Exercise prompt: Number the lines of the entries below, starting at the line that contains "Instruction: identify the large" and ending at the line that contains "[473,165,540,225]", as a numbered list with blank lines left out.

Extracted entries:
◇ ◇ ◇

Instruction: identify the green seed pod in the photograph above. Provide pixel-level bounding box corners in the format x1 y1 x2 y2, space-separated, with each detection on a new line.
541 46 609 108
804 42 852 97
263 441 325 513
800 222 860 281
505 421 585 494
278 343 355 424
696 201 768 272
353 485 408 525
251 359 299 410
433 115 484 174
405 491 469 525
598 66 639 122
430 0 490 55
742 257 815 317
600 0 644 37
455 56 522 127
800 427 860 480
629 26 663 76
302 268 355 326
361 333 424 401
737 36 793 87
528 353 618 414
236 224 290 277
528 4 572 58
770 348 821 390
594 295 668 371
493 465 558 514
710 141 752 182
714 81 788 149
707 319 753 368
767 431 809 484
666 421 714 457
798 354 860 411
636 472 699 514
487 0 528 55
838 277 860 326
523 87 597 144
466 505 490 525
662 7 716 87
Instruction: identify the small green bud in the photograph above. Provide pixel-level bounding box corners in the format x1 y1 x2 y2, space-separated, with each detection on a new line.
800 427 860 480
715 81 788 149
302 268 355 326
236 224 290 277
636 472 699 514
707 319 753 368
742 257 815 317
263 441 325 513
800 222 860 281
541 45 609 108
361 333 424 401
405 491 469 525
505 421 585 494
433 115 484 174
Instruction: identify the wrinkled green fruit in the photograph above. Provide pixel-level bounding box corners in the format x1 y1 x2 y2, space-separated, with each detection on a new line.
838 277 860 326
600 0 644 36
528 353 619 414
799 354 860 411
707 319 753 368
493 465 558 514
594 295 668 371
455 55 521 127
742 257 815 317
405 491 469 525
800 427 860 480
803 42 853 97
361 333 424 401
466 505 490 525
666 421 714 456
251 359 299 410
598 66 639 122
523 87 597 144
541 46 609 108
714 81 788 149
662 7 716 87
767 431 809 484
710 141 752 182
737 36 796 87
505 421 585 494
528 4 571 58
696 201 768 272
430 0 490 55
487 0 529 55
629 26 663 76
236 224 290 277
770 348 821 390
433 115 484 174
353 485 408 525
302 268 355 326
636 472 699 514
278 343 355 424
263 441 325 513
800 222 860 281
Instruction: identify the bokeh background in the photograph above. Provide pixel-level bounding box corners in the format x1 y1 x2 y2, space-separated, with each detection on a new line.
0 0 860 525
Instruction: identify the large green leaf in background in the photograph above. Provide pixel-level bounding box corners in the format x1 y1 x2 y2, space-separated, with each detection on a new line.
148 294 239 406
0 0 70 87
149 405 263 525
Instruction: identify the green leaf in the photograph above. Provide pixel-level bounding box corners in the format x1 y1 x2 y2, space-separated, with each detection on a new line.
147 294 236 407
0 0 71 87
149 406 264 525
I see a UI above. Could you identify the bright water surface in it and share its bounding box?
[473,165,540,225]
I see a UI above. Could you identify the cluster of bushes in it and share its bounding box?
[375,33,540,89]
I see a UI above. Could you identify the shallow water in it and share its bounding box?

◇ ◇ ◇

The result:
1. Instruction: identify the large green leaf in background in the photograph above. Provide pixel-level bounding box corners in the format x1 y1 x2 y2, space-separated, with each detection on a new line.
2. 148 294 239 406
3. 0 0 70 87
4. 149 405 263 525
5. Instruction: identify the green leaf in the photograph above. Provide pixel-level bounding box corners in the format x1 y1 x2 y2, space-separated, with each detection on a new line.
6. 147 294 236 407
7. 0 0 71 87
8. 149 406 264 525
9. I see a UI above. Could you identify the bright water surface in it and share its bounding box?
10. [473,165,540,225]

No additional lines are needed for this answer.